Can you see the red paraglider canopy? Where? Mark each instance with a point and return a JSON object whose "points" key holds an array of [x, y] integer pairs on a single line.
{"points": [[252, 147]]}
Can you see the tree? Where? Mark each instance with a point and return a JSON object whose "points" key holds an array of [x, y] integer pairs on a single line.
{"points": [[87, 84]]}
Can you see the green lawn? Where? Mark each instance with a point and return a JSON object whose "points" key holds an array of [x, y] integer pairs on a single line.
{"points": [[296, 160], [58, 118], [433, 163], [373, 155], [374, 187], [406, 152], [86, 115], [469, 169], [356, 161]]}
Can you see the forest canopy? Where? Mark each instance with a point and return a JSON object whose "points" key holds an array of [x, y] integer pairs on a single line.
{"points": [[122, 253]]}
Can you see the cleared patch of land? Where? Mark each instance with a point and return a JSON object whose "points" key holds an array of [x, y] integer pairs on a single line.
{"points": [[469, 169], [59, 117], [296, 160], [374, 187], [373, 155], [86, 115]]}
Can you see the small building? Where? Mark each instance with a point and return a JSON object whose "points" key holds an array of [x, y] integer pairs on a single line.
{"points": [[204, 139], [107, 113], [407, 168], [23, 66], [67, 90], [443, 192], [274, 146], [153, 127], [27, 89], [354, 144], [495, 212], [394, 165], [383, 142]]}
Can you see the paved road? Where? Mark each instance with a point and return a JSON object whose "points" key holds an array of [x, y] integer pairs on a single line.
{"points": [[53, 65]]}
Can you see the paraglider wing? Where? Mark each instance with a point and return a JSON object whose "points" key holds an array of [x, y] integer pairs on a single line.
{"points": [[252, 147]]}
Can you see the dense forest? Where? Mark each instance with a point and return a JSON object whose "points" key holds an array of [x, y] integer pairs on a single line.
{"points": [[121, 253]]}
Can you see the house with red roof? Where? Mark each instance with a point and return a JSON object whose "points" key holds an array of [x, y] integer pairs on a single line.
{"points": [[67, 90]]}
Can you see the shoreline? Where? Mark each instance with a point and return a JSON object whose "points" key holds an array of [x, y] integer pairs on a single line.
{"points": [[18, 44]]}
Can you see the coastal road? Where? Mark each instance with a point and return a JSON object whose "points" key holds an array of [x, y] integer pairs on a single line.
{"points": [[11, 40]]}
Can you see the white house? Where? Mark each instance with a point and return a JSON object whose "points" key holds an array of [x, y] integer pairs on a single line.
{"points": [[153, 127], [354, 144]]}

**INSTRUCTIONS TO FOLLOW**.
Go through the material above line by line and copy it exactly.

**OUTPUT FOR THIS TASK**.
Can you see the red paraglider canopy? Where? Mark each instance with a point and return a JSON object whose "points" key holds an array of [x, y] integer pairs on a single line.
{"points": [[252, 147]]}
Can you see the tree? Where? Mark each instance with a point and return a JSON object whose "points" key holds an array of [x, y] integer pairs on a single line.
{"points": [[87, 84]]}
Can you see the green lawn? Where? Mark each instance with a point and return a JSON object whose "points" key holds an array of [x, y] integer pairs on a single line.
{"points": [[296, 160], [58, 118], [433, 163], [373, 155], [374, 187], [406, 152], [86, 115], [469, 169], [356, 161]]}
Can you see the forest canopy? Where? Mark each instance with a point and return a JSON object whose "points" key holds an array of [x, y] integer pairs on a single line.
{"points": [[122, 253]]}
Can you see the cleared patch of land? Where? Mark each instance with a point and return a JSON object whose "points" key holds an array of [x, y] integer pairs on a single line.
{"points": [[469, 169], [59, 117], [296, 160], [374, 187], [373, 155], [86, 115]]}
Can you see the small building? Where? Mark each instance with a point and return a JSON object whose "points" key holds an array of [x, y] integer pairs on a single line.
{"points": [[204, 139], [107, 113], [407, 168], [23, 66], [67, 90], [443, 192], [274, 146], [153, 127], [27, 89], [354, 144], [495, 212], [394, 165], [383, 142]]}
Can you see the paved road? Where? Mark each instance with a point and return a JSON object whose "points" key holds an array of [x, y] integer pairs on a single line.
{"points": [[53, 65]]}
Can you see the paraglider wing? Where? Mark each instance with a point and return a JSON object whose "points" key holds an array of [x, y] integer pairs on a single line.
{"points": [[252, 147]]}
Can you see the dense forest? Where? Mark each instance with a point and return a JSON object whose "points" key holds an array of [x, y] integer pairs on a single line.
{"points": [[121, 253]]}
Can you see the house with red roof? Where? Mark each instance with a point and return a JSON object whose "points" key holds an array of [x, y] integer pairs on a single line.
{"points": [[67, 90]]}
Can you see the shoreline? Where? Mark each instance with a point and return a JSON object whose "points" key holds an array of [x, y] integer pairs on a single line.
{"points": [[18, 44]]}
Can you see the coastal road? Where? Mark each instance with a point and return a JSON object whose "points" key holds an array of [x, y] integer pairs on a single line.
{"points": [[11, 40]]}
Can you see the white house? Where? Mark each instance with a point and return a JSON object whose "points" key holds an array of [x, y] integer pairs on a single line.
{"points": [[153, 127], [354, 144]]}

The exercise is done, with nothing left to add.